Quoted passage:
With each upward tick in the price of fossil fuels, solar-cell researchers and makers study the spreadsheets that compare their economics to those of conventional power generation, and look forward to achieving parity. Meanwhile, those who look first not at the price, but at the cost – the environmental cost – of carbon- based power generation continue to add (verbal) fuel to the fire of this discussion. Also in the States, former Vice-President Al Gore offered his echo of the late President John F. Kennedy’s 1962 “Challenge” speech that sent the USA to the moon.
If you missed the coverage, Gore proposed that the country should aim to replace all its electricity-generating capacity with zero-carbon technology in ten years. He is certainly not the only one who has thought that the time is right for a new version of that Kennedy speech – but he has cast his net a little wide, and slightly missed the point on the issue of achievability. Kennedy set a challenge that – at the outset – looked impossible in technological terms. However, you can accelerate the pace of research and development almost without limits, given the will and the money. In the case of the “space race” it was mostly development; not much fundamental technology went to the moon in 1969 that didn’t already exist in 1960.
However, although Apollo programme did call for a lot of technology to be developed in a short time, and though Saturn 5 rockets were big, not many of them were needed. The amount of physical “stuff” that had to be built was finite. Sadly, even if the R&D were done and ready today, from a standing start, it’s doubtful if you could build replacements for all of the USA’s electricity generation capacity in ten years. The industrial heavy-engineering infrastructure to manufacture to that time scale just doesn’t exist.
Is there a candidate project that Gore might have cited and that offers parallels to the Kennedy speech? One that is ambitious, that looks impossible in the timeframe but might just be achievable if we throw enough effort and resources at it? I think there is: power generation based on nuclear fusion. The timidity with which the world’s sci-tech community is currently approaching this concept is close to depressing. We need some alternative generation technology now; by analogy with the rockets that went to moon, the basic physics of fusion is done; all that’s left is engineering. It’s engineering, certainly, that we may not altogether know how to do yet, but engineering just the same; that is the point of pouring resources into “grand projects.” Conversely, most other alternative energy generation technologies are up against some fundamental physical limitations that will be hard to get around, no matter how much development effort we direct at them.

Exercise task A:
Rewrite the entries from the line containing "of the fingernail." through the last line of the entries, inclusive, replacing "innermost" with "central" and leaving everything else unchanged.

Exercise inputs:
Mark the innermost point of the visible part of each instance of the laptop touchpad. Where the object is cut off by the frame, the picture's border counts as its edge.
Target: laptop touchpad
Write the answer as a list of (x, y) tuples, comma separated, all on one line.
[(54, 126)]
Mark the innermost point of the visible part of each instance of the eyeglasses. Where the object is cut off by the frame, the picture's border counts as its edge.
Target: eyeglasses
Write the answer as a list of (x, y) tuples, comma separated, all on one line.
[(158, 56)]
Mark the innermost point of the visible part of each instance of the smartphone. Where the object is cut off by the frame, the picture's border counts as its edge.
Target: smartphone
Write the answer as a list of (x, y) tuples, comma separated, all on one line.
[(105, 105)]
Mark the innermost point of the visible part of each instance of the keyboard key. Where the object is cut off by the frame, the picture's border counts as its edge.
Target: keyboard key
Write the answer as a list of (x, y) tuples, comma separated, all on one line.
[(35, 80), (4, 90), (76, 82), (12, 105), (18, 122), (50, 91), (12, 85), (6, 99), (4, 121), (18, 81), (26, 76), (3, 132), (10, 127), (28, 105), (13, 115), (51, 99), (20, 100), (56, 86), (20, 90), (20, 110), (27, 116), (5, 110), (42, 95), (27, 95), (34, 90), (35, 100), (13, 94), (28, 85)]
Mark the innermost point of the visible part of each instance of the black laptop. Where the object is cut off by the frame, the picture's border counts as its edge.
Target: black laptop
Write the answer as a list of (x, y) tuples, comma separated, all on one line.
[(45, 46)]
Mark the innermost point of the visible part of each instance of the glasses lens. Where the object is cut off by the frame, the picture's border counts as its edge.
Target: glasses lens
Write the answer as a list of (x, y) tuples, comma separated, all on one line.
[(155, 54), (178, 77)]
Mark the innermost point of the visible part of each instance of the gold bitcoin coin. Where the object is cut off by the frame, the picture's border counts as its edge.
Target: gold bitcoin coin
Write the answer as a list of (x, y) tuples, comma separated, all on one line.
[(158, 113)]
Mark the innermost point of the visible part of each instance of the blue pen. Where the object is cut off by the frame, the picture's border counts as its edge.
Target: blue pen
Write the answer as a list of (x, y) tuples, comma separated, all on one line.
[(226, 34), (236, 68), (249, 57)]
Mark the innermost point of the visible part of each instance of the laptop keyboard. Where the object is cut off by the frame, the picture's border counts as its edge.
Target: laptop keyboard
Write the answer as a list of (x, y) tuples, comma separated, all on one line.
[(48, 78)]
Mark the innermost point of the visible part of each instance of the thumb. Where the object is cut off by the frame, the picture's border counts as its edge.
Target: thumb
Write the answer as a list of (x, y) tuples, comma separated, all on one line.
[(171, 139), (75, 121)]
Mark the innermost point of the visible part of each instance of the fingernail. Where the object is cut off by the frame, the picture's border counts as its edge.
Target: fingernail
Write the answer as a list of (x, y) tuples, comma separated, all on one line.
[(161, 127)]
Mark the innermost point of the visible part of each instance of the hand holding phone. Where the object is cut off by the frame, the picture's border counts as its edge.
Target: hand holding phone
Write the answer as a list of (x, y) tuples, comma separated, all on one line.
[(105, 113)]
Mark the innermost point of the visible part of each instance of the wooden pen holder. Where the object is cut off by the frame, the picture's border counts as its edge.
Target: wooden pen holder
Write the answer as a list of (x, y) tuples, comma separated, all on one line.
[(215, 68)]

Exercise task B:
Copy word for word the part of the essay on zero-carbon power that runs from "However, although Apollo" through "just doesn’t exist.", inclusive.

Response A:
Mark the central point of the visible part of each instance of the fingernail. Where the object is cut off by the frame, the picture's border counts as its edge.
Target: fingernail
Write the answer as a list of (x, y) tuples, comma separated, all on one line.
[(161, 127)]
Mark the central point of the visible part of each instance of the hand holding phone. Where the object is cut off by the frame, the picture's border counts as its edge.
Target: hand holding phone
Write the answer as a list of (x, y) tuples, comma separated, all on one line.
[(105, 113)]
Mark the central point of the visible part of each instance of the wooden pen holder. Where the object is cut off by the frame, the picture's border counts as its edge.
Target: wooden pen holder
Write the answer as a list of (x, y) tuples, comma separated, all on one line.
[(215, 68)]

Response B:
However, although Apollo programme did call for a lot of technology to be developed in a short time, and though Saturn 5 rockets were big, not many of them were needed. The amount of physical “stuff” that had to be built was finite. Sadly, even if the R&D were done and ready today, from a standing start, it’s doubtful if you could build replacements for all of the USA’s electricity generation capacity in ten years. The industrial heavy-engineering infrastructure to manufacture to that time scale just doesn’t exist.